The simulated grout lines between simulated rocks may be created when the rock facade is molded, and this is advantageous where a backing board is used because it eliminates the post-installation step of grouting around the simulated rock faces in the panel. However, where the panel is intended to curve or wrap around a corner or other structure, it is advantageous to form the simulated rock faces with bare mesh in between, allowing the panel to curve and bend and improve its fire rating.
In a further embodiment, the wall panel is manufactured in a similar fashion to the preferred embodiment in a mold with a bottom provided with a negative of the profile of the natural rock façade and a preferably flexible mesh provided with protrusions or anchors formed either integrally in the mesh or mounted separately thereon. The mesh is spaced from the bottom of the mold with the anchors extending towards the negative profile and a settable material is poured or injected into the mold, creating the rock facade over the entire panel, optionally with a one-half grout façade along the edge profiles, and simultaneously embedding the anchors in each simulated rock face to integrate the panel.
In a further embodiment of the method, the mesh is placed over the flat bottom of a mold with the anchors extending upwards and the settable material is poured over the mesh. Before the settable material sets, the rock facade pattern is pressed or stamped into the top surface of the settable material to create the desired effect. The anchors are thus embedded in the simulated rock face to integrate the panel, while the mesh may be partially anchored in the face as well.
In yet another embodiment, the wall panel is manufactured in a mold using staples or connective means, such as wires or masonry-permeable mesh portions, which are preferably flexible. Again, the bottom of the mold is provided with a negative of the profile of the natural rock façade, and the staples or connective means are positioned spaced from the bottom of the mold, such that a single staple or connective means extends from at least one simulated rock face to another. A settable material is poured or injected into the mold, creating the rock facade over the entire panel, optionally with a one-half grout facade along the edge profiles, and simultaneously embedding the staples or connective means in each simulated rock face to integrate the panel.
Optionally a backing board having holes, preferably corresponding to the position of each simulated rock face, can be placed over the staples or connective means before pouring or injecting the settable material mixture. Optionally a removable rubber insert which closely follows the shape of the simulated grout lines can be used instead of a backing board, which will act as a seal to prevent the settable material from entering the grout area, producing a panel with bare staples or connective means in between simulated rock faces.

Dataset entries:
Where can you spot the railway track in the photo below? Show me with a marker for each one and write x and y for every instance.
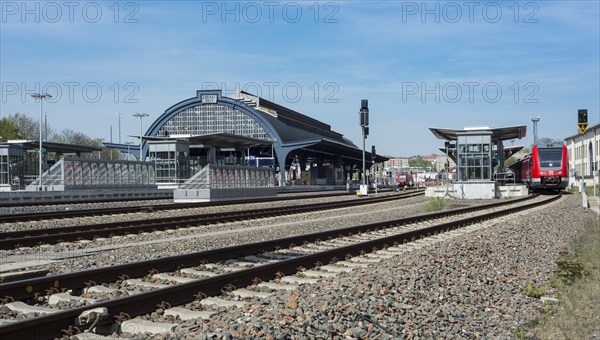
(248, 264)
(24, 217)
(33, 237)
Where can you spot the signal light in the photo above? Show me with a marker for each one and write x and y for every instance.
(582, 116)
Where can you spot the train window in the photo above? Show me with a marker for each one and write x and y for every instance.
(550, 157)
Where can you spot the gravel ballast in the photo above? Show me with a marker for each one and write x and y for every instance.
(464, 288)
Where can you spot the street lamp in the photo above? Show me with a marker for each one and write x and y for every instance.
(141, 116)
(41, 97)
(535, 120)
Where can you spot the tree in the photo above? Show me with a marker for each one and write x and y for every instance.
(8, 130)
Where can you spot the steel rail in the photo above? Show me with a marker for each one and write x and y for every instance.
(32, 237)
(10, 218)
(50, 325)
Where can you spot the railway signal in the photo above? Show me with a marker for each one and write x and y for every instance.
(364, 124)
(582, 123)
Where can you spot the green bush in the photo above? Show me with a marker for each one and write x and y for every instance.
(533, 292)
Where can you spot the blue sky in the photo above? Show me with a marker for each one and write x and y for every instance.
(420, 64)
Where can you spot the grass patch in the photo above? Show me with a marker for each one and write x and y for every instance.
(533, 292)
(577, 283)
(436, 204)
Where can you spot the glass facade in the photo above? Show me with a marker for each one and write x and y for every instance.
(474, 158)
(11, 166)
(208, 119)
(73, 173)
(215, 176)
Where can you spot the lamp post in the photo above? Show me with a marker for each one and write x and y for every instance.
(41, 97)
(141, 116)
(119, 115)
(364, 124)
(128, 149)
(535, 120)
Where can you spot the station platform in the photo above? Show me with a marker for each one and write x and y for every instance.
(96, 195)
(501, 191)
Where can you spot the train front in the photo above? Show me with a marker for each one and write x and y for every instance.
(552, 167)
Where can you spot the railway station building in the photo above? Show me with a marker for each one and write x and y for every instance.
(477, 151)
(247, 130)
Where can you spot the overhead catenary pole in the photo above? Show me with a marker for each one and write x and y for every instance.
(141, 116)
(364, 124)
(119, 115)
(535, 120)
(40, 97)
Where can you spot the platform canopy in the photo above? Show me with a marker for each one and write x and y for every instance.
(498, 134)
(55, 147)
(222, 140)
(508, 151)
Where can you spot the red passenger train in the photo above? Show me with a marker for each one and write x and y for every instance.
(546, 168)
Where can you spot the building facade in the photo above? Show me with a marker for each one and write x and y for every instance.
(303, 149)
(584, 155)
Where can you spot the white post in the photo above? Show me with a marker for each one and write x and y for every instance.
(40, 97)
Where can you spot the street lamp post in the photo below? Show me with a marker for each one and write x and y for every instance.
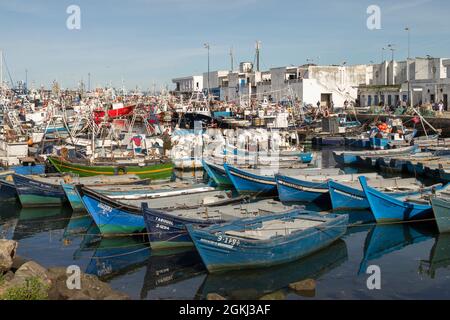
(391, 47)
(407, 29)
(206, 45)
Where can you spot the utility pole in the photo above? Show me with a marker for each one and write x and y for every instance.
(232, 59)
(391, 47)
(206, 45)
(258, 45)
(1, 70)
(26, 81)
(407, 29)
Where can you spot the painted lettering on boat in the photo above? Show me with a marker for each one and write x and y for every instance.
(164, 221)
(164, 280)
(105, 209)
(227, 240)
(161, 226)
(218, 244)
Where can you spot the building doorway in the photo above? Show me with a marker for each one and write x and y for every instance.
(325, 100)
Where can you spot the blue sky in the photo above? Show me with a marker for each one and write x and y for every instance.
(146, 41)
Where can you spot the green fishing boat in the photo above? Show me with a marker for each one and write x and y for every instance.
(155, 170)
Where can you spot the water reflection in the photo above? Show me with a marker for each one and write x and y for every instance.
(384, 239)
(439, 256)
(32, 221)
(79, 224)
(9, 217)
(254, 284)
(168, 267)
(113, 257)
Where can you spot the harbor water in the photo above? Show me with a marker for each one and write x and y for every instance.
(414, 260)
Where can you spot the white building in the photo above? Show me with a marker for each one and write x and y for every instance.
(388, 82)
(187, 85)
(370, 84)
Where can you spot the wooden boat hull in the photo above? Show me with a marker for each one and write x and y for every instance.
(72, 196)
(248, 183)
(169, 231)
(305, 157)
(111, 217)
(8, 191)
(217, 174)
(33, 193)
(155, 171)
(295, 190)
(388, 208)
(379, 143)
(441, 209)
(354, 157)
(344, 197)
(220, 252)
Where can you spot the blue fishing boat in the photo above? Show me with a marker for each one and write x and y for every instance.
(167, 230)
(37, 193)
(297, 190)
(267, 240)
(305, 157)
(28, 169)
(112, 217)
(125, 217)
(246, 182)
(135, 191)
(309, 188)
(354, 157)
(350, 196)
(388, 208)
(251, 285)
(217, 173)
(8, 190)
(73, 197)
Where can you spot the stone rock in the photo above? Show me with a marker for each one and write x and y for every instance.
(91, 288)
(117, 296)
(214, 296)
(277, 295)
(7, 253)
(304, 285)
(8, 276)
(18, 262)
(28, 270)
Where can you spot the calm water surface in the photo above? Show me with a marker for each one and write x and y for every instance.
(414, 261)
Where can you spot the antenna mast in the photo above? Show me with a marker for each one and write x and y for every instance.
(232, 59)
(258, 46)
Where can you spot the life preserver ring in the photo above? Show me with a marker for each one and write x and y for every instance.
(121, 170)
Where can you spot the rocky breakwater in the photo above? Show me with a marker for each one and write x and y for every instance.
(26, 280)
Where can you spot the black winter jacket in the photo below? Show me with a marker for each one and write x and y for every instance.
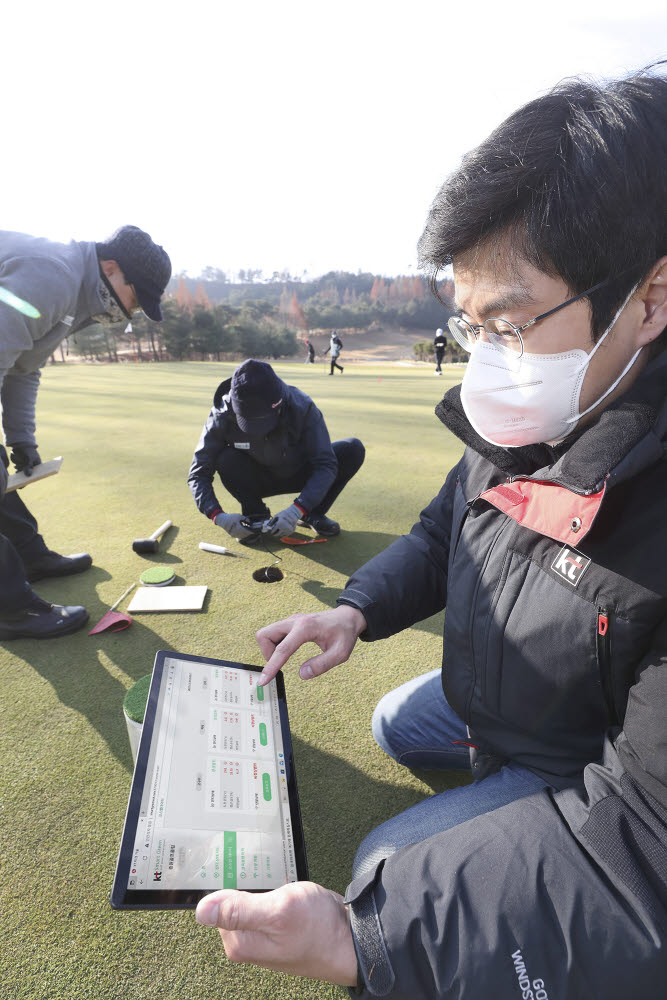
(561, 895)
(554, 579)
(300, 441)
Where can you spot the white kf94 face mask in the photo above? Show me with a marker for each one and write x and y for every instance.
(512, 401)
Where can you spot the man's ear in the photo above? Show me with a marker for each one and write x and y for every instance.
(653, 294)
(109, 267)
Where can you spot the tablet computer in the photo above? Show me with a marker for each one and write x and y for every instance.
(214, 802)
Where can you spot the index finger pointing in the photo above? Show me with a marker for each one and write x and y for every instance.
(291, 641)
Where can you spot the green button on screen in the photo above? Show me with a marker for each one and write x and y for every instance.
(266, 781)
(229, 860)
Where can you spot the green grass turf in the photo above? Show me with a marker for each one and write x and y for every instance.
(127, 434)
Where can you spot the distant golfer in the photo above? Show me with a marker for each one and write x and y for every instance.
(439, 343)
(335, 346)
(265, 438)
(47, 292)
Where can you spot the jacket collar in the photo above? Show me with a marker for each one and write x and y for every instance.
(629, 435)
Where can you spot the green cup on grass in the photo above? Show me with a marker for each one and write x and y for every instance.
(134, 709)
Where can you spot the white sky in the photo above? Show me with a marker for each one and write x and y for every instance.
(302, 134)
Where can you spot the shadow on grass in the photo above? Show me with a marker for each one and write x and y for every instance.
(345, 554)
(91, 673)
(340, 805)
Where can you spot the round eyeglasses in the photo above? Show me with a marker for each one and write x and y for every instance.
(500, 332)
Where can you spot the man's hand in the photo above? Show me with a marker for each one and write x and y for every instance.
(334, 631)
(232, 524)
(300, 928)
(25, 457)
(284, 522)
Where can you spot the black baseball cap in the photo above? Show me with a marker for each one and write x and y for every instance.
(256, 395)
(145, 265)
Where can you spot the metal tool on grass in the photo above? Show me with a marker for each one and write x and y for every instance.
(114, 620)
(151, 544)
(302, 541)
(221, 550)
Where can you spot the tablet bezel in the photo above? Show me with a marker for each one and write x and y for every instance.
(123, 898)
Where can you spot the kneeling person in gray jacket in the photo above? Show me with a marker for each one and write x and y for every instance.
(263, 438)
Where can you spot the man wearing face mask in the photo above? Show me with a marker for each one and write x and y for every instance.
(49, 291)
(547, 876)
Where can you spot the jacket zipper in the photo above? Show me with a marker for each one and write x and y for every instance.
(471, 695)
(558, 482)
(603, 643)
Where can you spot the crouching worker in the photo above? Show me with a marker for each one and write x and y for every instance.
(265, 438)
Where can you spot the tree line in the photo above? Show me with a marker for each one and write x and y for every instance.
(212, 317)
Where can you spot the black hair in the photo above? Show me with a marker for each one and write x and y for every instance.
(574, 183)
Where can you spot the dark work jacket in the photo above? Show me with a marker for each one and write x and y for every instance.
(552, 568)
(561, 895)
(299, 442)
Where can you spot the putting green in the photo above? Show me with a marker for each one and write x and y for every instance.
(127, 434)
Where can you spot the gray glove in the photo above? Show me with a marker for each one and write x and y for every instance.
(25, 457)
(284, 522)
(232, 524)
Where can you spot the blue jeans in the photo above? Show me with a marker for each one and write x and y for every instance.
(416, 726)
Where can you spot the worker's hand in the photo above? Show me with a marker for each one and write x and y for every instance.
(25, 457)
(232, 524)
(284, 522)
(335, 631)
(300, 928)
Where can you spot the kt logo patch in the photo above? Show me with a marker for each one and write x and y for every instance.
(570, 565)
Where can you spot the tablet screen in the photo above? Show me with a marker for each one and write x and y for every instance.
(213, 803)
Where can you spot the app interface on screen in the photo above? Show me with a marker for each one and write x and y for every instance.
(215, 808)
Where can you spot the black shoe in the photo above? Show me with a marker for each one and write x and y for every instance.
(255, 525)
(322, 524)
(41, 620)
(53, 564)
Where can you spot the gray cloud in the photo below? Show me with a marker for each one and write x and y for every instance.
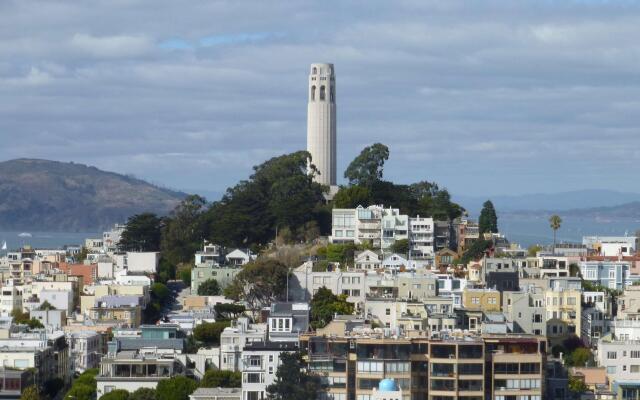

What is asked:
(1) In the excerpt on simulated rock wall panels, rewrite the paragraph beginning "In yet another embodiment" as a short list that keeps its main facts.
(2) According to the excerpt on simulated rock wall panels, what does the removable rubber insert do when it is used instead of a backing board?

Solved problems:
(1)
- The wall panel is made in a mold using staples or connective means, such as wires or masonry-permeable mesh portions, which are preferably flexible.
- The mold bottom carries a negative of the natural rock façade profile.
- The staples or connective means are spaced from the mold bottom, with each one extending from at least one simulated rock face to another.
- A settable material is poured or injected into the mold. This creates the rock facade over the whole panel, optionally with a one-half grout facade along the edge profiles.
- At the same time, the material embeds the staples or connective means in each simulated rock face, integrating the panel.

(2) It acts as a seal that keeps the settable material out of the grout area.